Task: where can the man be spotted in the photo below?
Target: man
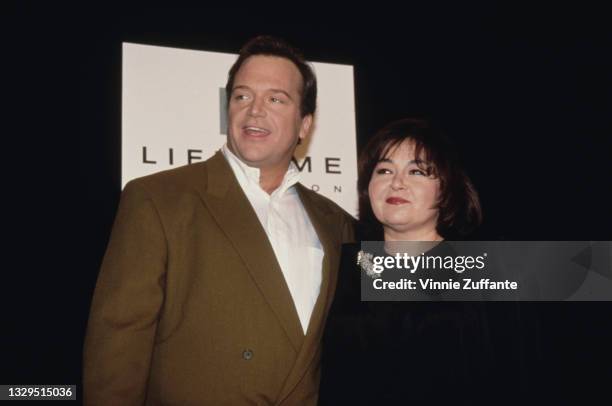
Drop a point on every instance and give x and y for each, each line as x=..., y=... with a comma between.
x=218, y=276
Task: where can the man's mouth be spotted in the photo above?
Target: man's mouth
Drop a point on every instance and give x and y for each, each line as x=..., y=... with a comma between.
x=252, y=131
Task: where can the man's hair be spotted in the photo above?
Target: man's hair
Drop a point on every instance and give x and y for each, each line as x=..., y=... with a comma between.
x=458, y=205
x=271, y=46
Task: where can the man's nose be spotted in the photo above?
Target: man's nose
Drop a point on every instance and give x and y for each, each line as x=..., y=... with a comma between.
x=257, y=107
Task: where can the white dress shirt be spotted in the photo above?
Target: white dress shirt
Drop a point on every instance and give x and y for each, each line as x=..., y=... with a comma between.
x=292, y=236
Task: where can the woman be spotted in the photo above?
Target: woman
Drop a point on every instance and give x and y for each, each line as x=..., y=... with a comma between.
x=411, y=188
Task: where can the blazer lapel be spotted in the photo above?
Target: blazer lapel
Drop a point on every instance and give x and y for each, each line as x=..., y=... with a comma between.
x=320, y=219
x=231, y=209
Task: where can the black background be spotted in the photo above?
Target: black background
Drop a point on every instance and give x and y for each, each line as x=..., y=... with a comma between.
x=524, y=91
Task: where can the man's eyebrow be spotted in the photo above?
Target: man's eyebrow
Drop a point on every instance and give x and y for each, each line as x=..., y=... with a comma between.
x=241, y=87
x=244, y=87
x=281, y=91
x=414, y=161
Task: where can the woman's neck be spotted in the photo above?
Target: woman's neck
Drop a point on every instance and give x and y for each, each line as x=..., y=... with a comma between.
x=412, y=235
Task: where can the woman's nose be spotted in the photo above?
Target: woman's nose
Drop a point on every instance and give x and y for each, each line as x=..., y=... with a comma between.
x=397, y=183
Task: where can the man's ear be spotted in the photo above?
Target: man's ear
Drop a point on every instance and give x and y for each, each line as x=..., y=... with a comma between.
x=305, y=127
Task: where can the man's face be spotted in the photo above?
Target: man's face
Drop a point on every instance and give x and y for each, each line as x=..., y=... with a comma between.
x=264, y=113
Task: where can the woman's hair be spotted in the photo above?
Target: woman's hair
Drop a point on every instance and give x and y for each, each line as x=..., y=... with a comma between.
x=458, y=204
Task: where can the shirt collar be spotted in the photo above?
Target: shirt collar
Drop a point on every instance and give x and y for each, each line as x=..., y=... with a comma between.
x=247, y=174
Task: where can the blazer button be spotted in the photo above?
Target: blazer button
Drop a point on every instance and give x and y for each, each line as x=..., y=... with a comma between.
x=247, y=354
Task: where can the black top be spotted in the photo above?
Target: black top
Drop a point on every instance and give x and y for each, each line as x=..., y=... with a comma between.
x=388, y=353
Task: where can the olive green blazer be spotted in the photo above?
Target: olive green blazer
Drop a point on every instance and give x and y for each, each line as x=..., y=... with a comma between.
x=191, y=307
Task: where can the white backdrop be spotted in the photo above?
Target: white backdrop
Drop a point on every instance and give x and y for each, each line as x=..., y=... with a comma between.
x=173, y=114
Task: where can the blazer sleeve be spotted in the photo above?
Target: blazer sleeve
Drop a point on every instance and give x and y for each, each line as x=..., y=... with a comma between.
x=127, y=300
x=348, y=229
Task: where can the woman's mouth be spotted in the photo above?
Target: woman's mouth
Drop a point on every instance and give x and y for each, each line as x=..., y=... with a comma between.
x=396, y=200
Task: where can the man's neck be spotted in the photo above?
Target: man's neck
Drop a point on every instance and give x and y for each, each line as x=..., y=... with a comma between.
x=271, y=179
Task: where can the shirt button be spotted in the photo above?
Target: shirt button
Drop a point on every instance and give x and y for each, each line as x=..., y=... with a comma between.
x=247, y=354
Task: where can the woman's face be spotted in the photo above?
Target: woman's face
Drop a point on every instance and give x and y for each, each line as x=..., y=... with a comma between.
x=403, y=196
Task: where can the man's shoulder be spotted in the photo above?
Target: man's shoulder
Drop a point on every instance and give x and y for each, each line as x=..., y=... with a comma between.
x=177, y=180
x=173, y=178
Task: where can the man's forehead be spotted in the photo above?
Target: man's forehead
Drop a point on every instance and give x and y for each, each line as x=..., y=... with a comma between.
x=269, y=71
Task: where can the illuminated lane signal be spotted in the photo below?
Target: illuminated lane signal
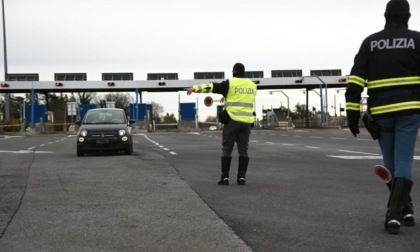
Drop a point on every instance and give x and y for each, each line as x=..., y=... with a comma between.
x=208, y=101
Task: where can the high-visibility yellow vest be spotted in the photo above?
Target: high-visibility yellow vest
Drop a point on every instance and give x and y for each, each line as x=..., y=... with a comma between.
x=239, y=102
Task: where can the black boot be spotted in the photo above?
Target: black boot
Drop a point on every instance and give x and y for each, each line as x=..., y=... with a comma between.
x=242, y=167
x=408, y=211
x=400, y=194
x=224, y=179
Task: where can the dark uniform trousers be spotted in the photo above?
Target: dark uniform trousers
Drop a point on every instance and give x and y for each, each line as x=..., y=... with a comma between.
x=238, y=132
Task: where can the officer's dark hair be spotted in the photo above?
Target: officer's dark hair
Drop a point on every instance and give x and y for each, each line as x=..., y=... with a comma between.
x=238, y=70
x=398, y=10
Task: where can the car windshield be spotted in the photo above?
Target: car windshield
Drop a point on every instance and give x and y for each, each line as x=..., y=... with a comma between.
x=105, y=117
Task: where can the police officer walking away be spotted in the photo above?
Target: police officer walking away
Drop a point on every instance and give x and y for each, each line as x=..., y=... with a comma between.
x=238, y=116
x=388, y=64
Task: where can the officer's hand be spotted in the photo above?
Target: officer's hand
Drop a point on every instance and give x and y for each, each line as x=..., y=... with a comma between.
x=189, y=90
x=353, y=121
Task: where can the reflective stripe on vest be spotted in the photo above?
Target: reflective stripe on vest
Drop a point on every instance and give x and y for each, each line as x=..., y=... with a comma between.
x=353, y=106
x=204, y=88
x=395, y=107
x=357, y=80
x=412, y=80
x=239, y=104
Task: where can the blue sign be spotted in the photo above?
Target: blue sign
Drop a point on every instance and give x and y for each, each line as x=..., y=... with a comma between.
x=141, y=111
x=39, y=112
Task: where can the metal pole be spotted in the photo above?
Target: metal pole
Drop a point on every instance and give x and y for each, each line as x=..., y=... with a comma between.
x=136, y=108
x=6, y=96
x=4, y=41
x=322, y=105
x=32, y=108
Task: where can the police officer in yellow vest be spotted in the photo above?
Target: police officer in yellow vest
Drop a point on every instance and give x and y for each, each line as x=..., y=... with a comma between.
x=239, y=93
x=388, y=64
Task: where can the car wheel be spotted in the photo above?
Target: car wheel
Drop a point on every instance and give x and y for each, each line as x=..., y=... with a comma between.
x=80, y=153
x=129, y=150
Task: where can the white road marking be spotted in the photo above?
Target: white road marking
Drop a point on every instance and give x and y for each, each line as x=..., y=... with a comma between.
x=358, y=152
x=25, y=152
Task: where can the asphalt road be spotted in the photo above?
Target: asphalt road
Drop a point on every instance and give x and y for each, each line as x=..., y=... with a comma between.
x=307, y=190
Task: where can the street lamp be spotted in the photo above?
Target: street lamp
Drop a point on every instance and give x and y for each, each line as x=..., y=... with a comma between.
x=288, y=108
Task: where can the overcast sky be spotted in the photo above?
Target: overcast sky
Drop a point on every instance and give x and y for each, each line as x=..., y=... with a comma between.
x=185, y=36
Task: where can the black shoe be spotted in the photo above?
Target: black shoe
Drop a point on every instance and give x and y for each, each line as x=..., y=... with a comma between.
x=223, y=181
x=392, y=226
x=241, y=181
x=408, y=215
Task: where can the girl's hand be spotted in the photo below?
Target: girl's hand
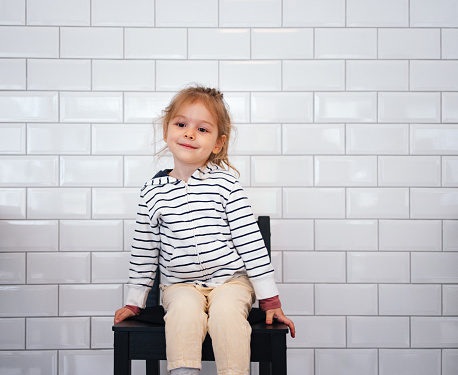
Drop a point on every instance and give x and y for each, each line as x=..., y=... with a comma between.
x=280, y=316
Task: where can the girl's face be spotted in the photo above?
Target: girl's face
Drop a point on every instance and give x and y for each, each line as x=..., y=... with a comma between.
x=192, y=136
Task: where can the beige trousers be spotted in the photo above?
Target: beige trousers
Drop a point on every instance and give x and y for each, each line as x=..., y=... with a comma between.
x=192, y=310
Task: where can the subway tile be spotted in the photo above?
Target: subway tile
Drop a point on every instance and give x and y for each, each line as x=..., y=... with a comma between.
x=313, y=139
x=281, y=171
x=55, y=268
x=408, y=43
x=406, y=235
x=377, y=139
x=92, y=300
x=122, y=13
x=58, y=333
x=250, y=75
x=378, y=203
x=284, y=107
x=251, y=13
x=220, y=43
x=345, y=107
x=58, y=138
x=175, y=75
x=364, y=267
x=434, y=203
x=345, y=299
x=42, y=235
x=345, y=170
x=377, y=13
x=58, y=203
x=91, y=235
x=28, y=300
x=437, y=267
x=29, y=170
x=22, y=41
x=410, y=300
x=182, y=13
x=91, y=107
x=341, y=43
x=34, y=106
x=155, y=43
x=314, y=203
x=314, y=267
x=313, y=75
x=434, y=332
x=409, y=171
x=346, y=235
x=284, y=43
x=313, y=13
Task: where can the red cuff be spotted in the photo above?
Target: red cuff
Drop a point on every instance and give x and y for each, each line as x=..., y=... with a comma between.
x=270, y=303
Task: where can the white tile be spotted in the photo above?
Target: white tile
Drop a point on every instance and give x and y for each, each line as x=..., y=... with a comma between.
x=380, y=332
x=58, y=138
x=12, y=74
x=313, y=75
x=329, y=13
x=219, y=44
x=28, y=300
x=320, y=203
x=314, y=267
x=377, y=139
x=58, y=12
x=345, y=170
x=378, y=267
x=345, y=299
x=12, y=268
x=378, y=203
x=12, y=203
x=410, y=300
x=21, y=41
x=91, y=235
x=409, y=171
x=406, y=235
x=35, y=106
x=434, y=332
x=284, y=43
x=281, y=171
x=175, y=75
x=346, y=107
x=405, y=361
x=93, y=300
x=29, y=170
x=346, y=235
x=58, y=333
x=122, y=13
x=105, y=42
x=155, y=43
x=313, y=139
x=13, y=334
x=377, y=75
x=250, y=75
x=282, y=107
x=250, y=13
x=91, y=107
x=340, y=43
x=41, y=235
x=54, y=268
x=408, y=43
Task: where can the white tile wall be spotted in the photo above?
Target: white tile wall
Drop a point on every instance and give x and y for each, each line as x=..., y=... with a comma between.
x=346, y=114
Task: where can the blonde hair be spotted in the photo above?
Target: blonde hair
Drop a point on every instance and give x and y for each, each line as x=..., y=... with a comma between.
x=214, y=101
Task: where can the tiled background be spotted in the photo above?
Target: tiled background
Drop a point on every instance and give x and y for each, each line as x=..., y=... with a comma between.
x=347, y=118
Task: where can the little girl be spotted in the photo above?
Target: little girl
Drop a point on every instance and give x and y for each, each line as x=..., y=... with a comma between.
x=196, y=228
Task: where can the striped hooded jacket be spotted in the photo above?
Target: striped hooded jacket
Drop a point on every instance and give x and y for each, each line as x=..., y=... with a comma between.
x=200, y=232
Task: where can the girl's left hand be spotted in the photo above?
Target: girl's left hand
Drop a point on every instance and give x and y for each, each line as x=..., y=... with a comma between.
x=282, y=318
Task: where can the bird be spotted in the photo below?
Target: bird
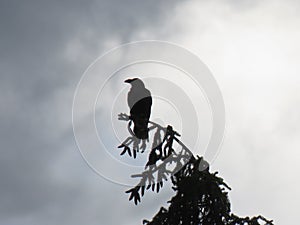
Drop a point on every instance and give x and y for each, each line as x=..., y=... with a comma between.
x=139, y=101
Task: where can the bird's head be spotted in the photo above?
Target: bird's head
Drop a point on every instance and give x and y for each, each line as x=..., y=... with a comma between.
x=135, y=82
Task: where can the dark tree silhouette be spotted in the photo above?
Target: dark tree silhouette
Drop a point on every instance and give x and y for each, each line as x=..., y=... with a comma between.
x=201, y=196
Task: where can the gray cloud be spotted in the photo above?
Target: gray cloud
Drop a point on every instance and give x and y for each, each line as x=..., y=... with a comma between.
x=46, y=46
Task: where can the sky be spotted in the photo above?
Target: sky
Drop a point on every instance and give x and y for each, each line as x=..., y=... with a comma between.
x=251, y=48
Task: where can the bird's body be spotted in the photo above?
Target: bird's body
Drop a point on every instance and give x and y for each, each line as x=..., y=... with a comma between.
x=139, y=101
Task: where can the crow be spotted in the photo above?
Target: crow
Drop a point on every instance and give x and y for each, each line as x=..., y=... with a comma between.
x=139, y=101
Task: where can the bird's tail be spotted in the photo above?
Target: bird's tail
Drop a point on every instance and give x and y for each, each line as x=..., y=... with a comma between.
x=141, y=128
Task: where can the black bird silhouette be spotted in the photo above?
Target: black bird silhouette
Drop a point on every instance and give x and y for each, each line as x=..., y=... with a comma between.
x=139, y=101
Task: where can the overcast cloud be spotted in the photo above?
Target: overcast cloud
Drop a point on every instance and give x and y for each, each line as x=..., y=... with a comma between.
x=251, y=47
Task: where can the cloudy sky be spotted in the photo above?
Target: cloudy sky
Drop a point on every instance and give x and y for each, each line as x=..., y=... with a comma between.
x=252, y=49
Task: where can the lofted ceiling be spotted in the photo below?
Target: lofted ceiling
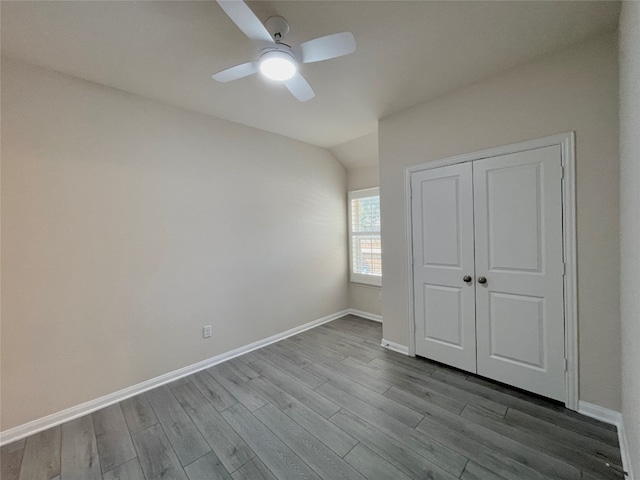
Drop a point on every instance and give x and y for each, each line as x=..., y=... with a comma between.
x=407, y=52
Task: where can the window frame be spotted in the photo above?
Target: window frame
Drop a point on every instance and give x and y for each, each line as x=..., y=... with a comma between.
x=361, y=278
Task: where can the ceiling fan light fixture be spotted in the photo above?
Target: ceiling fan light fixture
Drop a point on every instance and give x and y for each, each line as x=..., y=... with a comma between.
x=278, y=65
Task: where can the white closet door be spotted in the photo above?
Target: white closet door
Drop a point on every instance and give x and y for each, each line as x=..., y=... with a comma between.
x=518, y=249
x=442, y=218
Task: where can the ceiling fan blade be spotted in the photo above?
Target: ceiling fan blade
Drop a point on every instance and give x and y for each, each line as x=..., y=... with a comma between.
x=324, y=48
x=246, y=20
x=300, y=88
x=234, y=73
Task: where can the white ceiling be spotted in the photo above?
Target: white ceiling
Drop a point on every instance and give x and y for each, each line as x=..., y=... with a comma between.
x=407, y=52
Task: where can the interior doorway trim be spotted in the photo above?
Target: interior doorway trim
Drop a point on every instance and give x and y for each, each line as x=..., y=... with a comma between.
x=566, y=141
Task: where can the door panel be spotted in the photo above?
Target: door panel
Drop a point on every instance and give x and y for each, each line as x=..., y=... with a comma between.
x=518, y=248
x=442, y=221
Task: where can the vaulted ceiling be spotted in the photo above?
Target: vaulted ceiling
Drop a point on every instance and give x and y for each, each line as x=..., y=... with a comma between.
x=407, y=52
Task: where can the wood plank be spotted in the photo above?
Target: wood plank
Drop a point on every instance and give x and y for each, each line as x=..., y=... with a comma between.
x=473, y=471
x=372, y=466
x=241, y=369
x=11, y=460
x=79, y=451
x=542, y=444
x=315, y=423
x=232, y=451
x=239, y=389
x=443, y=388
x=279, y=458
x=432, y=450
x=382, y=403
x=157, y=458
x=315, y=453
x=208, y=467
x=128, y=471
x=552, y=412
x=293, y=357
x=571, y=439
x=215, y=393
x=327, y=328
x=253, y=470
x=309, y=397
x=494, y=460
x=421, y=403
x=294, y=371
x=114, y=441
x=353, y=371
x=138, y=413
x=183, y=435
x=339, y=345
x=302, y=343
x=41, y=458
x=499, y=444
x=394, y=452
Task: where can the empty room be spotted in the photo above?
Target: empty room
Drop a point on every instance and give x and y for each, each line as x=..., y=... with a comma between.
x=319, y=240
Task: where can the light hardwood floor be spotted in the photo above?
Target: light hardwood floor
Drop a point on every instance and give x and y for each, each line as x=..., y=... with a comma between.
x=329, y=403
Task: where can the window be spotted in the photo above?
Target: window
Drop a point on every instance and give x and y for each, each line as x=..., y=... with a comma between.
x=364, y=236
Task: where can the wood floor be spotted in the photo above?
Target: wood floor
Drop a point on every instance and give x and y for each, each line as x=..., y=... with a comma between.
x=329, y=403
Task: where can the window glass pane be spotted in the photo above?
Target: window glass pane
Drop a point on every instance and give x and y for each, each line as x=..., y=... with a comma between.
x=366, y=255
x=365, y=214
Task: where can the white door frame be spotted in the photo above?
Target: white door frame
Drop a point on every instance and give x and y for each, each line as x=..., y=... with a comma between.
x=567, y=143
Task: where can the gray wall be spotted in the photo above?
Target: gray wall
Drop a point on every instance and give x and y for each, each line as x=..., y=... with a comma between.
x=630, y=223
x=129, y=224
x=575, y=89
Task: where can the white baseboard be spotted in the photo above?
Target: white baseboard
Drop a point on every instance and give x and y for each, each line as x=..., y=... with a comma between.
x=367, y=315
x=396, y=347
x=40, y=424
x=613, y=418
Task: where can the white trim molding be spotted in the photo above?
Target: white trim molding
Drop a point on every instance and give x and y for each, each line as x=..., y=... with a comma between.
x=566, y=141
x=396, y=347
x=612, y=418
x=367, y=315
x=40, y=424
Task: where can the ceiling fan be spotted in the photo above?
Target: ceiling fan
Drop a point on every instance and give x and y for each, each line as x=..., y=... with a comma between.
x=277, y=60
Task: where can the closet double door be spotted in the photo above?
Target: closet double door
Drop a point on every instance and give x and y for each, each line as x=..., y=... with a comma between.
x=488, y=268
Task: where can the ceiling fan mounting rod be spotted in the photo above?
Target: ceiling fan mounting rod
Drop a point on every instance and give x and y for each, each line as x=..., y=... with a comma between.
x=277, y=26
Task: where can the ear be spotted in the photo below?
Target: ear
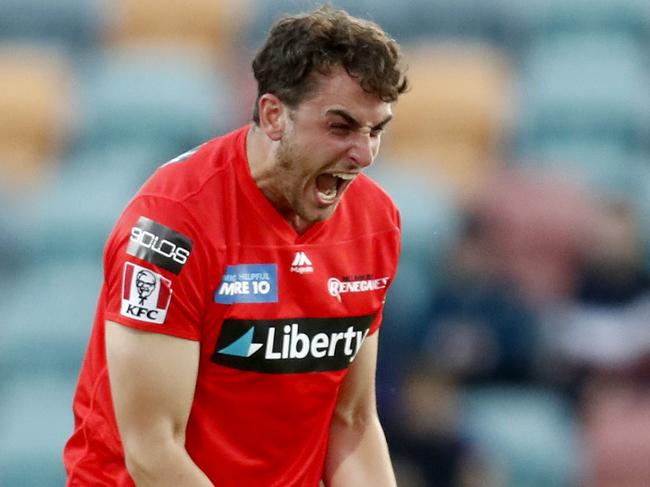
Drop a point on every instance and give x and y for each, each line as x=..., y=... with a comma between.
x=273, y=115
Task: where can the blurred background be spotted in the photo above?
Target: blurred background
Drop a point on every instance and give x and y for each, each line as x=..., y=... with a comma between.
x=516, y=344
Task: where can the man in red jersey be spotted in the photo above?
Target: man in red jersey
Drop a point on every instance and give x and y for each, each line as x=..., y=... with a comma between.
x=235, y=337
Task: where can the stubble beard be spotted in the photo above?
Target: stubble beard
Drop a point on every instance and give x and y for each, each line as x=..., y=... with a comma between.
x=290, y=162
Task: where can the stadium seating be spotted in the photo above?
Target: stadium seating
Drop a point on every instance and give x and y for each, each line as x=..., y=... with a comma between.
x=213, y=27
x=35, y=422
x=75, y=25
x=527, y=434
x=454, y=122
x=35, y=92
x=166, y=97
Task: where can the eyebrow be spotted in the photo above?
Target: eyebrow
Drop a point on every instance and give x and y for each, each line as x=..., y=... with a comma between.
x=354, y=122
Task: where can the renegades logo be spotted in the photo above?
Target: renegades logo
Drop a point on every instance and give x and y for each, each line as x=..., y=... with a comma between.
x=145, y=294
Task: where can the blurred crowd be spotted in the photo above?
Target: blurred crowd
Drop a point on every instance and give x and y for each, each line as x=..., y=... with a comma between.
x=515, y=349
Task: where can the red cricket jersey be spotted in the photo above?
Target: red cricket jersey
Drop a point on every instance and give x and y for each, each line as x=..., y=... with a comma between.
x=201, y=254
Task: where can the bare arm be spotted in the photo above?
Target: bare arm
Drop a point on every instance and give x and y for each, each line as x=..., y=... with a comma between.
x=357, y=452
x=152, y=378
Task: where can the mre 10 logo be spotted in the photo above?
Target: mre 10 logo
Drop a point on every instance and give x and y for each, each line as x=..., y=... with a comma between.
x=291, y=345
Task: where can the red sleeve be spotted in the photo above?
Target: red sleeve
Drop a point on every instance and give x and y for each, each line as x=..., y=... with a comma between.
x=376, y=322
x=154, y=269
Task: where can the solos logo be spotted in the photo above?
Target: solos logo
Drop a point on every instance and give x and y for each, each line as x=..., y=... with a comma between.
x=159, y=245
x=291, y=345
x=145, y=294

(REQUIRED ACTION) Beginning at the line above with "Task: where can the white closet" and finishing at the line with "Target: ceiling fan blade", return each line exactly and return nothing else.

(EXERCISE RESULT)
Task: where can the white closet door be spotted in the photo above?
Target: white closet door
Drop a point on every instance and give x and y for each, each line as x=..., y=... with a comma between.
x=518, y=249
x=442, y=218
Task: where can the ceiling fan blade be spotted in the photo above?
Target: ceiling fan blade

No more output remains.